### TÂCHE DEMANDÉE 1
Extrayez du texte sur la Libye le passage qui va de "Le mystère reste" jusqu'à "demande de visa." inclus, sans rien y changer.
### TÂCHE DEMANDÉE 2
Dans la liste, remplacez "sweater neckline" par "collar" de son début jusqu'à la ligne contenant "15], [58, 32]]" incluse, sans autre modification. Donnez uniquement ces lignes, sans les images.

### TEXTE FOURNI

........

En Libye, tout se résume à la force militaire
L'arrestation de Libyens soupçonnés d’avoir reçu une formation militaire en Afrique du Sud révèle la nature du pouvoir dans ce pays d'Afrique du Nord.
Quatre-vingt-quinze (95) Libyens ont-ils réellement suivi une formation militaire à l'académie Milites Dei, à Mpumalanga, à l'est de l’Afrique du Sud, et si oui, dans quel but ? Ou s’agissait-il réellement d’une formation d’agents de sécurité privés ?
Le mystère reste entier. Ce qui n'est pas surprenant, compte tenu de la complexité de leur pays d'origine. Ces hommes ont été arrêtés par la police le 26 juillet et présentés à la justice trois jours plus tard, accusés de fausses déclarations sur l'objet de leur visite en Afrique du Sud dans leur demande de visa.
La police a déclaré aux médias locaux que les hommes ont prétendu séjourner en Afrique du Sud pour une formation d'agents de sécurité privés, alors qu'il s’agissait d’une formation militaire. Dans une interview accordée à une chaîne de télévision locale, l'un des hommes a déclaré qu'ils avaient été engagés par un homme d’affaires libyen pour suivre une formation afin de protéger ses nombreuses entreprises.
Les analystes réfutent cette version et estiment que ces hommes sont allés recevoir une formation militaire. De l’avis général, le maréchal Khalifa Haftar, l'homme fort de la Libye, qui dirige la soi-disant Armée nationale libyenne (ANL) est derrière tout ceci. Il est reconnu comme l'homme fort du gouvernement basé à Benghazi, dans l'est de la Libye, qui se dispute le contrôle du pays avec le gouvernement de l'Ouest, soutenu par les Nations Unies et basé à Tripoli.
Quatre ans après la guerre, les gouvernements libyens n'ont toujours pas fait la paix
Jalel Harchaoui, spécialiste de la Libye au Royal United Services Institute, a déclaré à ISS Today que tout laisse à penser que ces hommes étaient employés par Haftar et que leur formation d’agents de sécurité privés n’était qu’une couverture.
On suppose également que Haftar forme des soldats, probablement des forces spéciales en vue d’un nouvel assaut militaire contre le gouvernement de l’Ouest, comme en avril 2019. Ses troupes avaient été stoppées dans la banlieue de Tripoli en juin 2020, principalement grâce à l'intervention de forces turques.
Harchaoui n'exclut pas cette possibilité, même s'il estime que cette conclusion n’est pas irréfutable. « En Lybie, l'économie, le système politique, la gestion du territoire, l'administration, le budget, les dépenses, la sécurité quotidienne des citoyens, le maintien de l’ordre, et toutes les composantes de base de la vie sociale sont fortement influencés par le pouvoir des groupes armés », explique-t-il.

........

Éléments d'étiquetage pour la segmentation:
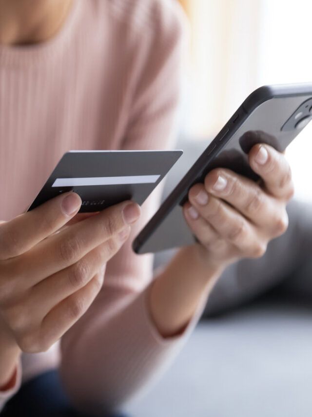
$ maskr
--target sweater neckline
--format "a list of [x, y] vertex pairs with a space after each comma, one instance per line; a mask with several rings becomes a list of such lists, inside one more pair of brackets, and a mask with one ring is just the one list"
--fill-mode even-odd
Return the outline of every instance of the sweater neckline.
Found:
[[47, 41], [30, 45], [0, 44], [0, 66], [8, 65], [36, 64], [46, 61], [60, 52], [70, 40], [81, 7], [81, 0], [74, 0], [68, 15], [58, 32]]

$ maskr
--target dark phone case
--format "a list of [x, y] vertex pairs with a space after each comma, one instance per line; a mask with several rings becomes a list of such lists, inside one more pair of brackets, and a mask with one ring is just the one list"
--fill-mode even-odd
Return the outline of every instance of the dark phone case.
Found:
[[303, 104], [305, 113], [301, 117], [311, 117], [311, 84], [264, 86], [252, 93], [135, 239], [134, 250], [145, 253], [194, 243], [180, 208], [190, 188], [202, 182], [207, 174], [217, 167], [229, 168], [256, 180], [258, 177], [249, 167], [247, 154], [260, 142], [284, 151], [300, 131], [293, 125], [296, 110], [301, 110]]

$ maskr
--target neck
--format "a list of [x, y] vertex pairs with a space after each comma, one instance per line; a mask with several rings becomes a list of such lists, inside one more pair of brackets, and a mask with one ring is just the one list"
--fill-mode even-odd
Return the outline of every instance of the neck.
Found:
[[52, 38], [73, 0], [0, 0], [0, 44], [24, 45]]

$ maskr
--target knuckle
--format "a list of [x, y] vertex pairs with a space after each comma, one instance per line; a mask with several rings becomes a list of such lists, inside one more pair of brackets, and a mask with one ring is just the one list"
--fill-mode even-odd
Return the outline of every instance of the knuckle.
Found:
[[34, 332], [25, 332], [19, 334], [16, 340], [21, 350], [26, 353], [41, 351], [40, 343]]
[[109, 239], [106, 242], [106, 250], [109, 255], [115, 253], [118, 250], [119, 246], [115, 239]]
[[41, 228], [48, 234], [50, 235], [54, 231], [56, 227], [55, 219], [51, 217], [48, 210], [43, 212], [40, 222]]
[[233, 196], [237, 193], [239, 191], [239, 186], [238, 179], [236, 177], [234, 176], [230, 179], [228, 185], [228, 195]]
[[116, 233], [116, 221], [112, 216], [108, 216], [104, 223], [104, 231], [106, 236], [112, 236]]
[[80, 244], [76, 238], [64, 241], [59, 245], [60, 258], [66, 263], [71, 263], [76, 259], [79, 250]]
[[68, 309], [69, 315], [72, 319], [78, 318], [84, 312], [83, 301], [79, 297], [73, 298], [70, 301]]
[[89, 274], [90, 267], [86, 262], [81, 261], [76, 263], [69, 274], [71, 286], [74, 288], [83, 286], [87, 283]]
[[287, 213], [282, 217], [278, 217], [275, 222], [274, 232], [277, 236], [282, 235], [288, 228], [288, 216]]
[[262, 205], [263, 197], [261, 190], [257, 188], [256, 191], [249, 198], [246, 203], [245, 211], [248, 214], [254, 214], [259, 211]]
[[14, 331], [20, 331], [28, 327], [29, 315], [24, 306], [15, 304], [7, 308], [4, 312], [6, 320]]
[[93, 279], [93, 284], [96, 294], [98, 294], [103, 285], [103, 278], [100, 274], [97, 274]]
[[258, 242], [252, 248], [250, 256], [251, 258], [261, 258], [267, 250], [267, 245]]
[[284, 188], [286, 187], [292, 181], [292, 170], [291, 167], [288, 166], [287, 171], [282, 176], [280, 179], [278, 186], [280, 188]]
[[230, 231], [228, 239], [233, 242], [240, 240], [245, 235], [246, 227], [244, 222], [242, 220], [236, 224]]
[[288, 191], [288, 192], [287, 193], [287, 194], [285, 196], [285, 199], [286, 199], [286, 201], [289, 201], [289, 200], [291, 200], [292, 198], [292, 197], [293, 197], [294, 195], [294, 187], [293, 185], [293, 183], [292, 183], [292, 181], [291, 182], [289, 191]]
[[215, 198], [214, 200], [213, 204], [210, 205], [210, 210], [207, 212], [206, 218], [208, 219], [212, 219], [216, 217], [220, 217], [222, 214], [222, 206], [221, 201], [218, 198]]

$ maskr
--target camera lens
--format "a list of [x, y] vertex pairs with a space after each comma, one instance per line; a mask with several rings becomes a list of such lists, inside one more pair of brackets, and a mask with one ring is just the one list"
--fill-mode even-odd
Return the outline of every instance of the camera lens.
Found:
[[299, 113], [297, 113], [296, 115], [294, 116], [295, 120], [297, 120], [299, 117], [301, 117], [301, 116], [303, 114], [303, 111], [299, 111]]
[[306, 126], [308, 123], [310, 122], [310, 121], [312, 118], [311, 116], [306, 116], [305, 117], [304, 117], [303, 119], [301, 119], [301, 120], [299, 120], [299, 122], [295, 125], [295, 128], [296, 129], [303, 129], [305, 126]]

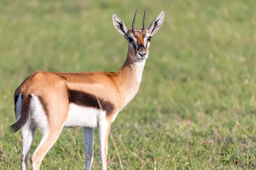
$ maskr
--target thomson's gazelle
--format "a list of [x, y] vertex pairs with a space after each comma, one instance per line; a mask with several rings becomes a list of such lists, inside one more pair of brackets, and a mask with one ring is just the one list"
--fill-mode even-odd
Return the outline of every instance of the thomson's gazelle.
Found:
[[14, 102], [17, 121], [10, 128], [14, 132], [20, 129], [21, 132], [21, 170], [26, 169], [36, 128], [41, 130], [43, 137], [30, 158], [33, 170], [40, 169], [64, 127], [79, 126], [83, 127], [85, 153], [91, 158], [91, 160], [86, 158], [85, 169], [90, 169], [93, 161], [94, 128], [97, 126], [102, 169], [107, 169], [111, 123], [138, 91], [150, 40], [163, 20], [162, 11], [147, 29], [144, 13], [143, 28], [135, 29], [137, 12], [130, 30], [116, 15], [113, 16], [115, 28], [128, 42], [126, 59], [119, 70], [79, 73], [37, 71], [17, 89]]

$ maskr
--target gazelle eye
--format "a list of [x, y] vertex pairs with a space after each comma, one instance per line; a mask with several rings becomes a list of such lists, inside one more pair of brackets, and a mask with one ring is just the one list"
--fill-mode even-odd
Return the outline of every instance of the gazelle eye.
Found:
[[131, 38], [131, 37], [128, 37], [127, 39], [128, 40], [128, 42], [133, 42], [133, 40], [132, 39], [132, 38]]

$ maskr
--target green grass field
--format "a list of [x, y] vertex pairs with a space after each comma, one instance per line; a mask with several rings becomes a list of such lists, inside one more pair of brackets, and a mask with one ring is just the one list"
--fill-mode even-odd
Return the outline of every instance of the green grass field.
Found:
[[[112, 71], [128, 43], [113, 13], [129, 28], [162, 11], [139, 92], [112, 124], [108, 169], [256, 168], [256, 10], [254, 0], [7, 0], [0, 2], [0, 169], [20, 168], [15, 89], [36, 70]], [[93, 170], [101, 167], [96, 130]], [[29, 156], [39, 143], [36, 131]], [[42, 170], [80, 170], [81, 128], [64, 129]], [[29, 161], [29, 169], [31, 169]]]

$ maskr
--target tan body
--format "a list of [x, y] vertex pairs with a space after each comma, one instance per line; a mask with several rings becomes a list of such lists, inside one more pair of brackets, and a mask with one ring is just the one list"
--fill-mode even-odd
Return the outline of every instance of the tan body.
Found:
[[[137, 13], [137, 11], [136, 11]], [[33, 170], [39, 170], [43, 159], [65, 127], [83, 127], [87, 158], [85, 169], [93, 162], [94, 128], [99, 128], [102, 169], [107, 168], [108, 138], [111, 123], [118, 113], [138, 91], [148, 57], [150, 40], [160, 27], [163, 12], [153, 21], [148, 30], [128, 30], [115, 15], [116, 28], [129, 41], [122, 67], [114, 72], [79, 73], [37, 71], [15, 91], [17, 122], [13, 131], [20, 130], [23, 139], [21, 170], [26, 169], [27, 158], [35, 130], [41, 129], [43, 137], [30, 160]]]

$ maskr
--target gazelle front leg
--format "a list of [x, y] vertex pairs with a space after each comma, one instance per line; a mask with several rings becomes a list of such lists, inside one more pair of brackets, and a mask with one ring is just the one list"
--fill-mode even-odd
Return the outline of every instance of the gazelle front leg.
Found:
[[108, 169], [108, 140], [111, 125], [111, 120], [105, 118], [100, 120], [99, 123], [99, 139], [102, 170]]
[[[90, 169], [93, 162], [93, 139], [94, 128], [83, 127], [84, 149], [85, 150], [85, 170]], [[90, 158], [88, 158], [89, 157]]]

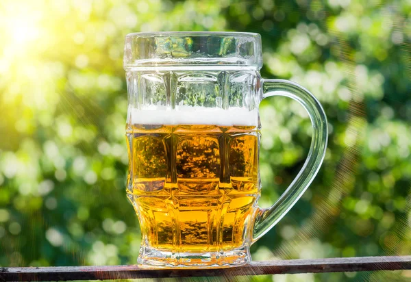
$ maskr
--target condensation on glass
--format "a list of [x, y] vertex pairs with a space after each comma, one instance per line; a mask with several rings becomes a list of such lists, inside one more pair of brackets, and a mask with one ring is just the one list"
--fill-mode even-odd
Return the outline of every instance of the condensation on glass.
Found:
[[[322, 163], [326, 118], [308, 90], [263, 79], [259, 34], [136, 33], [126, 36], [127, 196], [142, 233], [138, 263], [221, 267], [251, 260], [250, 246], [299, 198]], [[258, 205], [258, 106], [286, 96], [313, 126], [308, 157], [269, 209]]]

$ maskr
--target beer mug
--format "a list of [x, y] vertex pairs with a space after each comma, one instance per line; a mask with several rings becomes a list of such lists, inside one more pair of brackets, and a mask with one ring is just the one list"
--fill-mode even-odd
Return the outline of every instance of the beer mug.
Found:
[[[321, 105], [307, 90], [262, 79], [259, 34], [134, 33], [125, 38], [127, 194], [141, 229], [138, 262], [225, 267], [292, 207], [316, 175], [327, 139]], [[286, 96], [309, 114], [312, 139], [295, 179], [258, 207], [260, 101]]]

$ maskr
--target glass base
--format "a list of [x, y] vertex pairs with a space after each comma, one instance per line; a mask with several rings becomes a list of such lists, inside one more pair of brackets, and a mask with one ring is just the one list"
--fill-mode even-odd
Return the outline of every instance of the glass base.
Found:
[[251, 257], [247, 247], [223, 252], [172, 253], [142, 246], [137, 262], [151, 267], [210, 268], [241, 266]]

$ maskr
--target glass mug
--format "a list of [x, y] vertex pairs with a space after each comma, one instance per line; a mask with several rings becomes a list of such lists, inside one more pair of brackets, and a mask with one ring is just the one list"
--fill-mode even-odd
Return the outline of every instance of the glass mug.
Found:
[[[125, 38], [127, 194], [142, 233], [138, 262], [223, 267], [292, 207], [324, 158], [321, 105], [291, 81], [264, 79], [261, 38], [239, 32], [134, 33]], [[308, 157], [269, 209], [257, 205], [262, 99], [299, 102], [312, 125]]]

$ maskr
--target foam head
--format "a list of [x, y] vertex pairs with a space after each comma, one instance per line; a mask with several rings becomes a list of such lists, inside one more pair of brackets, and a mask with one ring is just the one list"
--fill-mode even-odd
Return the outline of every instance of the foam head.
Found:
[[129, 108], [127, 120], [134, 125], [258, 126], [258, 110], [190, 106], [167, 110], [165, 107], [149, 106], [141, 110]]

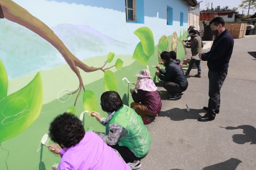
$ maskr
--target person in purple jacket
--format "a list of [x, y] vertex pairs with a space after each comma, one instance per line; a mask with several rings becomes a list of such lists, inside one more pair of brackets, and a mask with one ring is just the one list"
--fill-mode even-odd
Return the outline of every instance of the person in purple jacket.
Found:
[[141, 116], [144, 123], [149, 123], [151, 120], [148, 116], [158, 116], [162, 108], [162, 101], [157, 88], [150, 78], [150, 72], [147, 69], [142, 69], [135, 75], [138, 77], [135, 90], [131, 88], [130, 92], [134, 101], [131, 104], [131, 107]]
[[72, 113], [58, 115], [49, 131], [51, 140], [61, 147], [49, 145], [49, 150], [61, 157], [58, 168], [52, 168], [54, 170], [131, 170], [95, 133], [85, 133], [82, 121]]

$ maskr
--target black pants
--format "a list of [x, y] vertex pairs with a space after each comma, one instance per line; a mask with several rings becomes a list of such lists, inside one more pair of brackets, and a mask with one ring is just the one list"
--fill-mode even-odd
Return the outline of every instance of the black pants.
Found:
[[109, 146], [117, 150], [127, 163], [128, 162], [133, 163], [134, 160], [140, 160], [146, 156], [145, 156], [141, 158], [138, 158], [134, 155], [134, 154], [128, 148], [125, 146], [120, 146], [117, 144], [115, 145]]
[[207, 114], [211, 117], [215, 117], [215, 110], [221, 106], [221, 89], [227, 75], [227, 69], [219, 72], [209, 70], [209, 100]]
[[163, 86], [172, 95], [177, 95], [184, 92], [180, 86], [172, 81], [163, 81]]

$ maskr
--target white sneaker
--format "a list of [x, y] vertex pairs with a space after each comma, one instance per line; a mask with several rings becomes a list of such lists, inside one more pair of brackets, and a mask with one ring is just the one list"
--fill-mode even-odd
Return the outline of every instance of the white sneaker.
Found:
[[132, 170], [137, 170], [139, 169], [141, 167], [141, 164], [140, 161], [137, 161], [135, 163], [131, 163], [129, 162], [127, 163], [128, 166], [131, 168]]

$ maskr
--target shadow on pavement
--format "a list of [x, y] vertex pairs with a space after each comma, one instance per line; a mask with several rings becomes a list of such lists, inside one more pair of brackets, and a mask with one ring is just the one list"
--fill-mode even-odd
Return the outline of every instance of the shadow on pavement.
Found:
[[248, 54], [256, 58], [256, 52], [248, 52]]
[[202, 170], [235, 170], [239, 164], [242, 161], [239, 159], [236, 158], [231, 158], [224, 162], [205, 167]]
[[[202, 170], [235, 170], [239, 164], [242, 162], [241, 161], [236, 158], [231, 158], [223, 162], [219, 163], [207, 167]], [[180, 169], [172, 169], [170, 170], [182, 170]]]
[[227, 127], [225, 129], [227, 130], [242, 129], [244, 134], [236, 134], [233, 135], [233, 141], [238, 144], [244, 144], [250, 142], [250, 144], [256, 144], [256, 129], [250, 125], [241, 125], [237, 127]]
[[186, 119], [198, 119], [201, 117], [201, 113], [206, 113], [204, 109], [190, 109], [188, 112], [186, 109], [175, 108], [164, 112], [160, 111], [158, 116], [168, 117], [174, 121], [183, 121]]

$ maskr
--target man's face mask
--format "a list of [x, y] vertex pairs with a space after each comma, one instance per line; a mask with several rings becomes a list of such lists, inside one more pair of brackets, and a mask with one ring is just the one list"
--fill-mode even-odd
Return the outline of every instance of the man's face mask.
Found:
[[215, 29], [215, 30], [212, 30], [212, 35], [215, 35], [215, 36], [218, 35], [219, 32], [220, 32], [220, 31], [218, 31], [218, 28], [217, 28], [217, 29]]

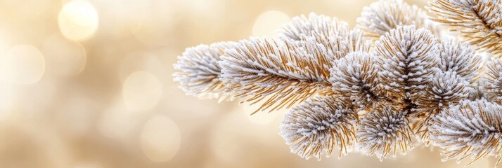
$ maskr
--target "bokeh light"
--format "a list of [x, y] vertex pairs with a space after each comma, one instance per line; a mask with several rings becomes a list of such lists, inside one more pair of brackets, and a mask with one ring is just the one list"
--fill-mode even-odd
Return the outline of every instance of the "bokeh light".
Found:
[[285, 13], [276, 10], [266, 11], [258, 16], [252, 27], [252, 35], [256, 36], [276, 36], [277, 29], [289, 22], [291, 18]]
[[85, 0], [67, 2], [59, 12], [59, 29], [69, 39], [89, 38], [98, 29], [99, 17], [94, 6]]
[[122, 86], [124, 102], [133, 111], [148, 110], [157, 104], [162, 93], [159, 79], [148, 71], [129, 76]]
[[260, 104], [199, 99], [173, 81], [187, 47], [276, 36], [311, 12], [354, 27], [375, 1], [0, 1], [0, 167], [462, 167], [420, 145], [383, 162], [306, 160], [278, 134], [288, 110], [250, 115]]
[[2, 62], [1, 72], [4, 79], [16, 84], [32, 84], [38, 82], [45, 71], [44, 55], [37, 48], [20, 45], [12, 48]]
[[84, 47], [68, 41], [60, 34], [49, 36], [41, 50], [45, 57], [46, 72], [60, 76], [72, 76], [85, 67], [86, 57]]
[[141, 130], [139, 143], [145, 155], [154, 162], [166, 162], [172, 159], [181, 144], [179, 129], [166, 116], [153, 116]]

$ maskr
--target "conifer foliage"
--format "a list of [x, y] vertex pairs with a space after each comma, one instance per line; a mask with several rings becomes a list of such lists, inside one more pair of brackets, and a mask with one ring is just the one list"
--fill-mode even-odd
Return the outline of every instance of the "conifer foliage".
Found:
[[[188, 48], [174, 65], [188, 94], [289, 108], [281, 135], [309, 159], [352, 150], [383, 160], [431, 144], [472, 162], [502, 155], [502, 1], [401, 0], [365, 7], [356, 28], [295, 17], [278, 38]], [[437, 27], [435, 24], [441, 24]], [[458, 31], [459, 38], [438, 27]], [[210, 95], [207, 97], [207, 95]], [[500, 159], [499, 159], [500, 161]]]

........

### RÉPONSE À LA TÂCHE 1
Le mystère reste entier. Ce qui n'est pas surprenant, compte tenu de la complexité de leur pays d'origine. Ces hommes ont été arrêtés par la police le 26 juillet et présentés à la justice trois jours plus tard, accusés de fausses déclarations sur l'objet de leur visite en Afrique du Sud dans leur demande de visa.

### RÉPONSE À LA TÂCHE 2
$ maskr
--target collar
--format "a list of [x, y] vertex pairs with a space after each comma, one instance per line; a mask with several rings becomes a list of such lists, inside one more pair of brackets, and a mask with one ring is just the one list"
--fill-mode even-odd
Return the outline of every instance of the collar.
Found:
[[47, 41], [30, 45], [0, 44], [0, 66], [8, 65], [36, 64], [46, 61], [60, 52], [70, 40], [81, 7], [81, 0], [74, 0], [68, 15], [58, 32]]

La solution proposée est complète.